*RECORDS SHOWN*
-- START --
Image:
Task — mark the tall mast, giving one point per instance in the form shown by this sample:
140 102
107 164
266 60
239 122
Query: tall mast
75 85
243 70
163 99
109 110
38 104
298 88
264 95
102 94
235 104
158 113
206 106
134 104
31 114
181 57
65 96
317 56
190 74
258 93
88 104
-- END --
*DIRECTIONS*
Format each line of the items above as a JSON list of strings, with one string per line and no blank lines.

*ANSWER TO THIS EXERCISE*
[
  "Image:",
  "Task — mark the tall mast, giving one point per instance in the form shown by this sample:",
  "140 102",
  "107 164",
  "266 60",
  "239 122",
  "Query: tall mast",
  "75 85",
  "243 70",
  "163 99",
  "109 110",
  "38 104",
  "298 88",
  "264 95",
  "102 94",
  "235 104",
  "158 113",
  "206 106",
  "134 104",
  "31 114",
  "181 57",
  "65 96",
  "317 56",
  "190 74",
  "258 93",
  "88 104"
]